• [WHAT THIS TASK INVOLVES]:
Scan the entries below for the word "correct" and copy every line where it turns up.

»»

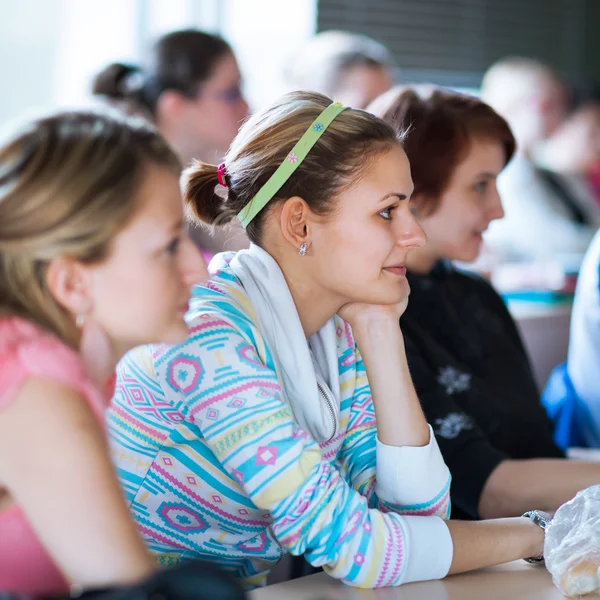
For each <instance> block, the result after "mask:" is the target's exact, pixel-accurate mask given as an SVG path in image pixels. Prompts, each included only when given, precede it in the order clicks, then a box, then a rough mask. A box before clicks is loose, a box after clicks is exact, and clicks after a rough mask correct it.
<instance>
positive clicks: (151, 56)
mask: <svg viewBox="0 0 600 600" xmlns="http://www.w3.org/2000/svg"><path fill="white" fill-rule="evenodd" d="M92 92H93V94H94V95H96V96H101V97H103V99H105V100H107V101H108V103H109V104H111V105H113V106H115V107H116V108H118V109H120V110H123V111H124V112H127V113H129V114H131V113H135V114H138V115H141V116H145V117H146V118H149V119H150V120H152V121H153V122H154V123H155V124H156V126H157V127H158V129H159V131H160V132H161V133H162V135H163V136H164V137H165V138H166V139H167V141H168V142H169V143H170V144H171V146H172V147H173V149H174V150H175V151H176V153H177V154H178V155H179V158H180V159H181V162H182V164H183V165H184V166H187V165H189V164H190V163H191V161H192V160H194V159H197V160H203V161H208V162H217V163H218V162H220V160H221V158H222V157H223V156H224V155H225V153H226V152H227V149H228V148H229V144H230V143H231V141H232V140H233V138H234V137H235V135H236V134H237V132H238V129H239V127H240V125H241V124H242V122H243V121H244V119H246V117H247V116H248V104H247V103H246V101H245V99H244V96H243V94H242V90H241V74H240V70H239V68H238V64H237V61H236V59H235V56H234V54H233V52H232V50H231V47H230V46H229V44H228V43H227V42H226V41H225V40H223V39H222V38H220V37H218V36H216V35H211V34H209V33H204V32H202V31H198V30H195V29H187V30H182V31H173V32H171V33H168V34H166V35H164V36H163V37H161V38H159V39H158V40H157V41H156V42H155V44H154V46H153V47H152V50H151V52H150V55H149V57H148V60H147V61H144V65H143V66H142V67H137V66H132V65H125V64H121V63H113V64H111V65H108V66H107V67H106V68H105V69H104V70H102V71H101V72H100V73H99V74H98V75H97V76H96V78H95V79H94V82H93V85H92ZM191 235H192V238H193V239H194V241H195V242H196V243H197V244H198V245H199V246H201V247H202V248H203V249H204V250H207V251H209V252H218V251H221V250H224V249H228V250H237V249H239V248H243V247H246V246H247V244H248V241H247V238H246V236H245V235H244V234H243V233H241V232H239V231H237V230H234V231H230V232H227V233H221V234H220V235H217V236H209V235H208V234H207V233H206V232H204V231H202V230H200V229H198V230H194V231H192V232H191Z"/></svg>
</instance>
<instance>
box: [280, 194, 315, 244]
mask: <svg viewBox="0 0 600 600" xmlns="http://www.w3.org/2000/svg"><path fill="white" fill-rule="evenodd" d="M311 215H312V211H311V210H310V208H309V206H308V204H307V203H306V201H305V200H304V199H303V198H300V196H292V197H291V198H288V199H287V200H286V201H285V202H284V204H283V207H282V209H281V214H280V224H281V232H282V233H283V237H284V238H285V240H286V241H287V242H289V243H290V244H291V245H292V246H294V248H296V250H298V249H299V248H300V246H301V245H302V244H303V243H306V245H307V247H310V233H311V231H310V217H311Z"/></svg>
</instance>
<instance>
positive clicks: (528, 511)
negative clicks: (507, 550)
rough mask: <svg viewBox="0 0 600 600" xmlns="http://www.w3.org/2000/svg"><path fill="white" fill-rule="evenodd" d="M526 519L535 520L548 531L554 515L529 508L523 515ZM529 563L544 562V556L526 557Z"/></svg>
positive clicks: (533, 521) (545, 512) (541, 555)
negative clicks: (552, 515)
mask: <svg viewBox="0 0 600 600" xmlns="http://www.w3.org/2000/svg"><path fill="white" fill-rule="evenodd" d="M522 516H523V517H525V518H526V519H529V520H530V521H533V522H534V523H535V524H536V525H537V526H538V527H541V528H542V529H543V530H544V531H546V527H548V525H549V524H550V522H551V521H552V515H549V514H548V513H546V512H544V511H542V510H528V511H527V512H526V513H524V514H523V515H522ZM523 560H525V561H526V562H528V563H533V564H536V563H541V562H544V556H543V555H541V556H531V557H530V558H524V559H523Z"/></svg>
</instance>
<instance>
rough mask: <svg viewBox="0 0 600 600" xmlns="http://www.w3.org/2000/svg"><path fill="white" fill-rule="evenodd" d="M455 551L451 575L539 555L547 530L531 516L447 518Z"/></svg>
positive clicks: (452, 560) (543, 541) (540, 551)
mask: <svg viewBox="0 0 600 600" xmlns="http://www.w3.org/2000/svg"><path fill="white" fill-rule="evenodd" d="M446 525H447V526H448V529H449V530H450V535H451V536H452V543H453V546H454V553H453V556H452V565H451V567H450V572H449V575H453V574H455V573H463V572H464V571H471V570H473V569H482V568H484V567H491V566H493V565H499V564H502V563H506V562H510V561H513V560H518V559H520V558H529V557H531V556H539V555H540V554H542V552H543V547H544V532H543V530H542V529H541V528H540V527H538V526H537V525H536V524H535V523H533V522H531V521H530V520H529V519H524V518H522V517H516V518H513V519H494V520H491V521H447V522H446Z"/></svg>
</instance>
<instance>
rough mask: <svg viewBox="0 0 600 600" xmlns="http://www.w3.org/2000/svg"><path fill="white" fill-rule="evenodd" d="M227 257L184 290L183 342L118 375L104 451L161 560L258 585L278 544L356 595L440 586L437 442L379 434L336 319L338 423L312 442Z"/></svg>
mask: <svg viewBox="0 0 600 600" xmlns="http://www.w3.org/2000/svg"><path fill="white" fill-rule="evenodd" d="M231 257H232V255H219V256H217V257H216V259H215V260H214V261H213V262H212V263H211V267H210V271H211V275H212V277H211V282H210V283H209V284H208V285H206V286H196V287H195V288H194V291H193V299H192V302H191V311H190V314H189V315H188V321H189V324H190V335H189V337H188V339H187V340H186V341H185V342H184V343H183V344H181V345H179V346H175V347H169V346H153V347H143V348H139V349H137V350H134V351H133V352H131V353H130V354H129V355H128V356H126V357H125V359H124V360H123V361H122V362H121V364H120V365H119V369H118V381H117V388H116V394H115V397H114V399H113V403H112V406H111V409H110V410H109V414H108V427H109V431H110V435H111V443H112V451H113V458H114V461H115V464H116V466H117V469H118V473H119V477H120V479H121V483H122V485H123V488H124V490H125V493H126V496H127V499H128V502H129V504H130V508H131V511H132V513H133V515H134V517H135V519H136V521H137V523H138V526H139V529H140V531H141V532H142V534H143V536H144V539H145V541H146V543H147V544H148V546H149V547H150V549H151V550H152V551H153V552H154V553H155V554H156V555H157V557H158V561H159V563H160V564H163V565H171V564H175V563H177V562H179V561H181V560H186V559H193V558H203V559H205V560H209V561H214V562H215V563H218V564H219V565H221V566H223V567H224V568H226V569H228V570H230V571H232V572H233V573H234V574H235V575H236V576H237V577H239V578H240V579H241V580H242V581H243V583H244V584H245V585H246V587H254V586H259V585H264V583H265V581H266V575H267V574H268V572H269V571H270V569H271V568H272V567H273V566H274V565H275V564H276V563H277V562H278V561H279V560H280V559H281V557H282V556H283V554H284V553H285V552H287V551H289V552H291V553H292V554H295V555H300V554H304V556H305V557H306V559H307V560H308V561H309V562H311V563H312V564H313V565H315V566H323V568H324V570H325V571H326V572H328V573H329V574H330V575H332V576H334V577H336V578H339V579H342V580H343V581H345V582H347V583H349V584H351V585H355V586H360V587H382V586H393V585H399V584H401V583H405V582H409V581H418V580H424V579H434V578H440V577H444V576H445V575H446V574H447V572H448V570H449V568H450V563H451V559H452V541H451V538H450V534H449V531H448V528H447V527H446V525H445V524H444V523H443V521H442V519H446V518H448V517H449V512H450V507H449V487H450V475H449V471H448V469H447V467H446V465H445V464H444V462H443V459H442V457H441V454H440V452H439V448H438V447H437V443H436V441H435V437H434V436H433V434H431V438H430V442H429V444H428V445H427V446H425V447H419V448H415V447H403V448H397V447H390V446H385V445H384V444H382V443H381V442H379V440H377V438H376V424H375V412H374V408H373V402H372V399H371V394H370V388H369V383H368V381H367V377H366V372H365V367H364V365H363V362H362V359H361V357H360V353H359V351H358V348H357V346H356V343H355V341H354V338H353V336H352V331H351V329H350V327H349V325H348V324H346V323H345V322H344V321H343V320H342V319H340V318H339V317H337V316H336V317H335V326H336V335H337V348H338V358H339V361H338V362H339V381H340V406H339V423H338V427H337V433H336V435H335V437H334V438H333V439H331V440H329V441H328V442H325V443H322V444H320V445H319V444H318V443H317V442H315V441H314V440H313V439H312V437H311V435H310V433H309V431H306V430H304V429H302V428H301V427H300V426H299V425H298V424H297V423H296V422H295V420H294V415H293V412H292V410H291V407H290V406H289V405H288V403H287V402H286V400H285V392H284V390H282V388H281V386H280V382H279V380H278V377H277V373H276V371H275V367H274V364H273V360H272V356H271V353H270V350H269V348H267V347H266V344H265V342H264V340H263V338H262V336H261V333H260V331H259V329H258V327H257V324H256V318H255V314H254V311H253V307H252V305H251V303H250V301H249V299H248V297H247V295H246V294H245V293H244V289H243V287H242V286H241V282H240V281H239V279H237V278H236V277H235V276H234V275H233V273H232V272H231V270H230V269H229V267H228V262H229V261H230V260H231ZM440 517H441V518H440Z"/></svg>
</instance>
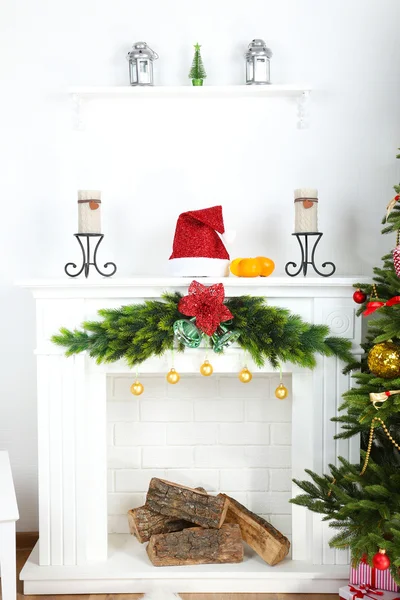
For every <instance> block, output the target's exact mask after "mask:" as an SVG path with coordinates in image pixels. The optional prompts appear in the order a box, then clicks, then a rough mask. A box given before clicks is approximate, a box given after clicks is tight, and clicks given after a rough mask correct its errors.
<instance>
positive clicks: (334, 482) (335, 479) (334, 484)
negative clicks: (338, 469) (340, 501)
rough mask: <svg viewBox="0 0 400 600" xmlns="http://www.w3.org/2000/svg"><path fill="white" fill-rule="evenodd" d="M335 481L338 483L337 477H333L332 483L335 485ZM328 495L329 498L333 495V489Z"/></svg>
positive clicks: (330, 491) (329, 492)
mask: <svg viewBox="0 0 400 600" xmlns="http://www.w3.org/2000/svg"><path fill="white" fill-rule="evenodd" d="M335 483H336V478H335V477H333V479H332V485H335ZM327 495H328V498H330V496H332V490H329V492H328V494H327Z"/></svg>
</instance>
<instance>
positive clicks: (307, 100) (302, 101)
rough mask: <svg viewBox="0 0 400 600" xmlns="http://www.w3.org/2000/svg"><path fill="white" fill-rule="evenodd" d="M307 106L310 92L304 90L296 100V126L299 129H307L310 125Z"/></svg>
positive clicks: (308, 103)
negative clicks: (296, 117)
mask: <svg viewBox="0 0 400 600" xmlns="http://www.w3.org/2000/svg"><path fill="white" fill-rule="evenodd" d="M309 107H310V92H309V90H304V91H303V92H302V94H301V96H299V99H298V102H297V119H298V120H297V127H298V128H299V129H308V128H309V126H310V122H309Z"/></svg>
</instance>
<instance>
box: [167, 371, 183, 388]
mask: <svg viewBox="0 0 400 600" xmlns="http://www.w3.org/2000/svg"><path fill="white" fill-rule="evenodd" d="M180 378H181V376H180V375H179V373H178V371H175V369H174V368H172V369H170V370H169V372H168V373H167V381H168V383H171V384H172V385H174V384H175V383H178V381H179V380H180Z"/></svg>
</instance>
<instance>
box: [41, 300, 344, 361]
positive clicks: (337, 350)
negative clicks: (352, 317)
mask: <svg viewBox="0 0 400 600" xmlns="http://www.w3.org/2000/svg"><path fill="white" fill-rule="evenodd" d="M181 298H182V295H181V294H179V293H174V294H171V293H165V294H163V296H162V301H159V300H146V301H145V302H143V303H141V304H131V305H128V306H122V307H121V308H118V309H102V310H100V311H99V316H100V317H101V318H102V320H100V321H86V322H84V323H83V324H82V329H81V330H77V329H75V330H74V331H71V330H69V329H65V328H62V329H60V333H59V334H58V335H54V336H53V337H52V341H53V342H54V343H55V344H58V345H59V346H64V347H65V348H67V350H66V355H67V356H70V355H72V354H77V353H79V352H83V351H87V352H89V355H90V356H91V357H93V358H95V359H96V360H97V362H98V363H110V362H115V361H117V360H120V359H125V360H126V362H127V363H128V365H129V366H131V367H133V366H135V365H138V364H140V363H142V362H143V361H145V360H147V359H149V358H150V357H151V356H161V355H162V354H164V353H165V352H166V351H168V350H172V349H174V348H175V349H177V350H178V351H179V352H183V351H184V350H185V346H183V345H182V344H177V342H176V339H175V337H174V332H173V325H174V322H175V321H177V320H179V319H186V318H187V317H185V315H183V314H181V313H180V312H179V310H178V303H179V301H180V299H181ZM225 304H226V306H227V307H228V308H229V310H230V311H231V312H232V314H233V315H234V319H233V323H232V325H230V326H229V327H230V328H231V329H235V330H238V331H239V332H240V338H239V340H238V344H239V345H240V347H241V348H242V349H243V350H246V351H247V352H248V353H249V354H250V355H251V357H252V358H253V360H254V362H255V363H256V365H258V366H259V367H261V366H263V365H264V364H265V362H267V361H269V362H270V364H271V365H272V366H273V367H274V368H278V366H279V363H280V362H286V361H287V362H291V363H293V364H296V365H299V366H301V367H306V368H311V369H312V368H313V367H314V366H315V365H316V358H315V355H316V354H321V355H323V356H337V357H338V358H339V359H341V360H343V361H345V362H346V363H347V362H349V361H351V360H352V355H351V353H350V350H351V342H350V341H349V340H346V339H343V338H338V337H331V336H329V328H328V327H327V326H325V325H313V324H309V323H306V322H305V321H303V320H302V318H301V317H299V316H298V315H293V314H291V313H290V311H288V310H286V309H284V308H279V307H273V306H267V305H266V304H265V301H264V298H259V297H253V296H240V297H236V298H230V299H227V300H226V301H225Z"/></svg>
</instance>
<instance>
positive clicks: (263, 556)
mask: <svg viewBox="0 0 400 600" xmlns="http://www.w3.org/2000/svg"><path fill="white" fill-rule="evenodd" d="M223 495H224V494H223ZM225 498H227V499H228V500H229V507H228V513H227V515H226V519H225V523H237V524H238V525H239V526H240V530H241V532H242V538H243V540H244V541H245V542H246V543H247V544H248V545H249V546H250V547H251V548H253V550H255V552H257V554H258V555H259V556H261V558H262V559H263V560H265V562H266V563H268V564H269V565H276V564H277V563H279V562H280V561H281V560H283V559H284V558H285V556H286V555H287V554H288V552H289V550H290V542H289V540H288V539H287V537H285V536H284V535H282V533H280V531H278V530H277V529H275V527H273V526H272V525H271V524H270V523H268V521H266V520H265V519H263V518H262V517H259V516H258V515H256V514H254V513H252V512H251V511H250V510H248V509H247V508H246V507H245V506H243V505H242V504H240V503H239V502H237V501H236V500H234V499H233V498H230V497H229V496H225Z"/></svg>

««

• [SOLUTION TO THIS PROBLEM]:
For each <instance> block, the result after "mask:" is the target's exact, pixel-accurate mask given as an SVG path in image pixels. Prompts, each included only when given, precede it in the order clicks, then a box, then a rough mask. A box before clicks is loose, a box after clicks is exact, and clicks after a rough mask correct it.
For every <instance> block, output the target's exact mask after "mask:" as an SVG path with coordinates in image pixels. The optional prompts appear in the order a box, then clicks, then a rough mask. A box given before clicks is approximate, a box given after clicks is tight, and clicks given after a rough mask correct its errors.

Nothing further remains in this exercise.